──────── Input material ────────

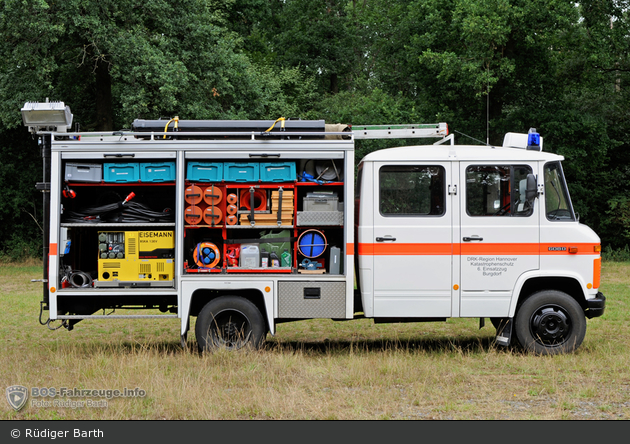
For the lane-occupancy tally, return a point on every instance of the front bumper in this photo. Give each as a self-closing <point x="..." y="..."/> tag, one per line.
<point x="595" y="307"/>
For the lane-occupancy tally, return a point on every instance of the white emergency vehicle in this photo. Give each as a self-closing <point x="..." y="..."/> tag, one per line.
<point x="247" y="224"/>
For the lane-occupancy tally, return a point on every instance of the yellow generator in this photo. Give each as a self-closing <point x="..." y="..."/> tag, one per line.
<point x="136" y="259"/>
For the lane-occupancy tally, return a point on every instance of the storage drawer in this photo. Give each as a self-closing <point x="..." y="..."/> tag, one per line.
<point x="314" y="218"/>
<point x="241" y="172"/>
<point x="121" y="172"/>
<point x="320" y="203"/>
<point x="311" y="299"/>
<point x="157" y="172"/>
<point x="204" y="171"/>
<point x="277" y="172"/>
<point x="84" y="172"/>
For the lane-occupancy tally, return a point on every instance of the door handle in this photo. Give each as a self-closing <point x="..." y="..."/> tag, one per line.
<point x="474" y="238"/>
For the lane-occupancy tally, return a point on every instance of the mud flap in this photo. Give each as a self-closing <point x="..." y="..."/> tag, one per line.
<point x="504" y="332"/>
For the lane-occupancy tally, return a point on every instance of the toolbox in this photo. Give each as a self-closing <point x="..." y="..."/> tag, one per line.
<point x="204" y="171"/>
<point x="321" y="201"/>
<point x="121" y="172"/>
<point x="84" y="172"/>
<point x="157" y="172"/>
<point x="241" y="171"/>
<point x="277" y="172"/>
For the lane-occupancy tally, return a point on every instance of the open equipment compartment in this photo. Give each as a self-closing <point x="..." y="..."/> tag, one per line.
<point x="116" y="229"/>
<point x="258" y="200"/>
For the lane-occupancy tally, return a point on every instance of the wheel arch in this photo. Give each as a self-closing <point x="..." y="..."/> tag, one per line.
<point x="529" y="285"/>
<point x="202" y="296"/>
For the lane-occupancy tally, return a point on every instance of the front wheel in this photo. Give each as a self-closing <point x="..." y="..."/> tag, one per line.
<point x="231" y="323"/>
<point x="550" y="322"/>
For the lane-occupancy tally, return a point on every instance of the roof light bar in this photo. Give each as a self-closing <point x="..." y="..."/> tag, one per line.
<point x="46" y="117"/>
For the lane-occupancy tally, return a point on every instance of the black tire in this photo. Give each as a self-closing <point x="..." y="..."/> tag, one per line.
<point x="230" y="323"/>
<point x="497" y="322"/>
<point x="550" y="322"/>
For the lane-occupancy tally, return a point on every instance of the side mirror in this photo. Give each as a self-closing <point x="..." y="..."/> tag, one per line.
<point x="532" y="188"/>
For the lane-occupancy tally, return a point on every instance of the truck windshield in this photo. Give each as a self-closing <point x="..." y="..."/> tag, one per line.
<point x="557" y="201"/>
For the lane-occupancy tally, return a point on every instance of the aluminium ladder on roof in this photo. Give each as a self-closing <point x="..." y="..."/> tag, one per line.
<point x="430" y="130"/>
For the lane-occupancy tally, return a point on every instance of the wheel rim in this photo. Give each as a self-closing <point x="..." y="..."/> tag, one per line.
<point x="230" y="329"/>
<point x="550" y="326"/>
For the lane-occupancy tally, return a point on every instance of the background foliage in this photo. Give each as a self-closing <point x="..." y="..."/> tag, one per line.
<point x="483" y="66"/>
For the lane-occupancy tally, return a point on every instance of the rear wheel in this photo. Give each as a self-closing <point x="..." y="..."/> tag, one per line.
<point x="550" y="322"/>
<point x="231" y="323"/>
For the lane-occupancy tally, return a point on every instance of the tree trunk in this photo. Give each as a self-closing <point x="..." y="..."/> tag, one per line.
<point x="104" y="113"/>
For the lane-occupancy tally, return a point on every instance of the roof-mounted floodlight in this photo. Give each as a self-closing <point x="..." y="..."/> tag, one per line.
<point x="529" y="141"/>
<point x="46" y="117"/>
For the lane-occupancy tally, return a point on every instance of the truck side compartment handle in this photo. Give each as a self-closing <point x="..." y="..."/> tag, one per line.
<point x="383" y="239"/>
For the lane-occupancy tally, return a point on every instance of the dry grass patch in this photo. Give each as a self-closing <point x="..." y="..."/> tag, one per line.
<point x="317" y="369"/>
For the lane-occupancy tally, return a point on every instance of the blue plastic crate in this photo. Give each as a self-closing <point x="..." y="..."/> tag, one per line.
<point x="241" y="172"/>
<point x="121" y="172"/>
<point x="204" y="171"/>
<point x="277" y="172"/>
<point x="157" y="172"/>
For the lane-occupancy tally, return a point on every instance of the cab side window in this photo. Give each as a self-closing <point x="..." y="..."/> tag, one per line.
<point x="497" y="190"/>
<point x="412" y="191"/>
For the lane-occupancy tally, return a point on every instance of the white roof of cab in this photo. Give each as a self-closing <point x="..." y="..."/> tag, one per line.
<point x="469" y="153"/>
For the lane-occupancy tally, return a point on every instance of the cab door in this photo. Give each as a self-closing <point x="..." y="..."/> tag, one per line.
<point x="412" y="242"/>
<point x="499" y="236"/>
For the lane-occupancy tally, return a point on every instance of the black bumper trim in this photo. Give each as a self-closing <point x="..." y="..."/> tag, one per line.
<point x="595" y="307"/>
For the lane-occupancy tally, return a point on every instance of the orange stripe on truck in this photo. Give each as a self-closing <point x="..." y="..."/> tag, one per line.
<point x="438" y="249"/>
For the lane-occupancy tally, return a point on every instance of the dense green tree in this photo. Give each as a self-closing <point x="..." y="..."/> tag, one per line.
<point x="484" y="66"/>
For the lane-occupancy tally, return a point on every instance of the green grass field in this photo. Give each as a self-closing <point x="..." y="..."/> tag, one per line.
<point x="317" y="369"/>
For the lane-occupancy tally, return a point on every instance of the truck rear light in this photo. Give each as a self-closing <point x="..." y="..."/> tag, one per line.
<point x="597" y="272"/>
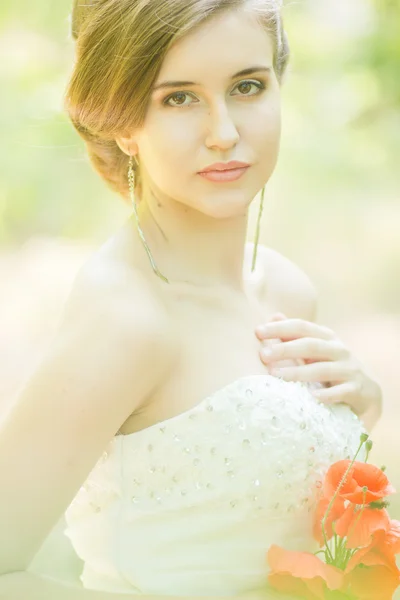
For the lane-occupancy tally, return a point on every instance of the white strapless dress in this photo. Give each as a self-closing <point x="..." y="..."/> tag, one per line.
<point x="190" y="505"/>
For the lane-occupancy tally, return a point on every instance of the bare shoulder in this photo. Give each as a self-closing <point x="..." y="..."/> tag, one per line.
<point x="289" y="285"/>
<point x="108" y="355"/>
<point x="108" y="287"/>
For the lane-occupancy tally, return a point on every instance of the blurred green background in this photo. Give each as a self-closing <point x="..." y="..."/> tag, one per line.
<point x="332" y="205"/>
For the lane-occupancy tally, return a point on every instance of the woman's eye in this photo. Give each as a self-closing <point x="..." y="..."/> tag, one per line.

────────

**Task to complete:** Please reproduce all of the records above word for word, leaving out the pictures.

**Result of this task:**
For the lane-occupancy tally, return a point on every instance of the front bumper in this photo. Give each as a self-closing <point x="..." y="..."/> tag, one per line.
<point x="595" y="307"/>
For the lane-occupancy tally, return a point on every instance of the white emergency vehicle in this photo. Give each as a self-closing <point x="..." y="..."/> tag, one per line.
<point x="247" y="224"/>
For the lane-occupancy tally, return a point on every instance of the yellow generator in this photo. Give each as a self-closing <point x="..." y="..."/> tag, one per line.
<point x="136" y="259"/>
For the lane-occupancy tally, return a point on every instance of the storage drawer in this photo. Give each as a self-closing <point x="..." y="..."/> tag, one per line.
<point x="314" y="218"/>
<point x="241" y="172"/>
<point x="121" y="172"/>
<point x="320" y="203"/>
<point x="311" y="299"/>
<point x="157" y="172"/>
<point x="204" y="171"/>
<point x="277" y="172"/>
<point x="84" y="172"/>
For the lane-occupancy tally, return a point on every instance of the door handle in this photo. Give each as a self-closing <point x="..." y="..."/> tag, one per line.
<point x="474" y="238"/>
For the lane-occupancy tally, return a point on every instance of the mud flap in this photo. Give each as a self-closing <point x="..." y="..."/> tag, one per line.
<point x="504" y="332"/>
For the lane-occupancy tally, return a point on every instance of the toolbox in this photo. Give each as a self-closing <point x="..." y="..."/> tag, one per line.
<point x="204" y="171"/>
<point x="321" y="201"/>
<point x="121" y="172"/>
<point x="84" y="172"/>
<point x="157" y="172"/>
<point x="241" y="171"/>
<point x="277" y="172"/>
For the lane-occupancy tally, return a point on every instance of the open equipment compartment in this photo. Give each as a self-closing <point x="..." y="..."/> tag, one per line.
<point x="116" y="229"/>
<point x="258" y="200"/>
For the lane-occupancy tally, return a point on every instance of the wheel arch in this photo. Give each as a self-closing <point x="..." y="..."/> tag, one per line.
<point x="529" y="285"/>
<point x="202" y="296"/>
For the lane-occupancy tally, return a point on every instance of the front wheel in this photo. Give each as a self-closing <point x="..." y="..."/> tag, one per line.
<point x="231" y="323"/>
<point x="550" y="322"/>
For the lane-occupancy tally, return a point on every instance of the roof light bar in this photo. Give each as a self-closing <point x="..." y="..."/> tag, one per line.
<point x="46" y="117"/>
For the lane-occupancy tally, return a point on every instance of the black tire in this photo. Give each as a self-closing <point x="..." y="..."/> tag, one per line.
<point x="230" y="323"/>
<point x="497" y="322"/>
<point x="550" y="322"/>
For the lane-occupancy tally, return a point on every instance of the side mirror in this photo. Give each as a self-closing <point x="..." y="..."/> tag, one per line.
<point x="532" y="188"/>
For the lane-occupancy tally, return a point on every instance of the truck windshield in this photo. Give each as a self-closing <point x="..." y="..."/> tag, one per line.
<point x="557" y="201"/>
For the lane-occupancy tally, return a point on every instance of the aluminium ladder on roof in this photo. Give each as a self-closing <point x="..." y="..."/> tag, one per line.
<point x="430" y="130"/>
For the lane-occupancy tally, return a point on every instance of the wheel rim in this photo. Give each as a self-closing <point x="..." y="..."/> tag, one per line.
<point x="230" y="329"/>
<point x="550" y="326"/>
For the lane-occupancy tally, return a point on every instance of the background foliage in this photo. Give each as a self-closing <point x="..." y="..."/> tag, one per line.
<point x="483" y="66"/>
For the lane-occupancy tally, return a point on every instance of the rear wheel in this photo. Give each as a self-closing <point x="..." y="..."/> tag, one per line.
<point x="550" y="322"/>
<point x="231" y="323"/>
For the lane-occupancy tally, return a point on every instance of the tree trunk in this photo. Give each as a self-closing <point x="..." y="..."/> tag, one per line.
<point x="104" y="113"/>
For the lane-occupancy tally, return a point on every instance of the roof-mounted floodlight in this photo. Give each as a self-closing <point x="..." y="..."/> tag, one per line.
<point x="529" y="141"/>
<point x="46" y="117"/>
For the lane-occupancy tally, return a point on every instance of the truck side compartment handle in this photo. Give each as a self-closing <point x="..." y="..."/> tag, one per line.
<point x="383" y="239"/>
For the lane-occupancy tally, return a point on every instance of the dry grass patch in this photo. Give each as a self-closing <point x="..." y="..."/> tag, one per line.
<point x="317" y="369"/>
For the lane-occupancy tally, return a point on every instance of the blue plastic crate in this photo. Give each as a self-closing <point x="..." y="..."/> tag, one per line.
<point x="241" y="172"/>
<point x="121" y="172"/>
<point x="204" y="171"/>
<point x="277" y="172"/>
<point x="157" y="172"/>
For the lane-occupancy tally, return a point on every instance of the cab side window in this photo. Give each as a self-closing <point x="..." y="..."/> tag, one per line.
<point x="497" y="190"/>
<point x="412" y="191"/>
For the lane-occupancy tally, return a point on every instance of the white roof of cab in this photo. Give each as a self-closing <point x="..." y="..."/> tag, one per line.
<point x="469" y="153"/>
For the lane-occupancy tally, return a point on every instance of the cab door in this photo. Give each as a self-closing <point x="..." y="..."/> tag, one per line.
<point x="412" y="242"/>
<point x="499" y="236"/>
For the lane-occupancy tally, return a point on every instance of the black bumper trim in this photo. Give each as a self-closing <point x="..." y="..."/> tag, one per line.
<point x="595" y="307"/>
For the lane-occupancy tally, return a point on every instance of the orange stripe on truck in this photo. Give each as a self-closing <point x="..." y="..."/> tag, one per line.
<point x="438" y="249"/>
For the lane-occupancy tally, return a point on every instance of the dense green tree in this photo. Give each as a self-closing <point x="..." y="..."/> tag, one per line.
<point x="484" y="66"/>
For the lane-occupancy tally, return a point on every instance of the green grass field in this photo. Give each as a self-closing <point x="..." y="..."/> tag, one per line.
<point x="317" y="369"/>
For the lane-occupancy tally, return a point on every instance of the truck rear light in this photo. Give each as a self-closing <point x="..." y="..."/> tag, one per line.
<point x="597" y="272"/>
For the lane-occupancy tally, return a point on every instance of the white strapless dress in this photo. Give each as a self-closing <point x="..." y="..."/> tag, one per line.
<point x="190" y="505"/>
For the lane-occupancy tally, return a point on every instance of the bare shoulder in this photo. Give each as a self-closing <point x="..." y="..."/> tag, one per line.
<point x="289" y="285"/>
<point x="108" y="355"/>
<point x="108" y="287"/>
For the lane-occupancy tally, return a point on every instance of the blurred green background in this photo. Give each as a self-closing <point x="..." y="..."/> tag, one per line.
<point x="332" y="205"/>
For the lane-occupancy tally, return a point on every instance of the woman's eye in this photo. Give each as a self-closing <point x="..." y="..."/> tag, one per line.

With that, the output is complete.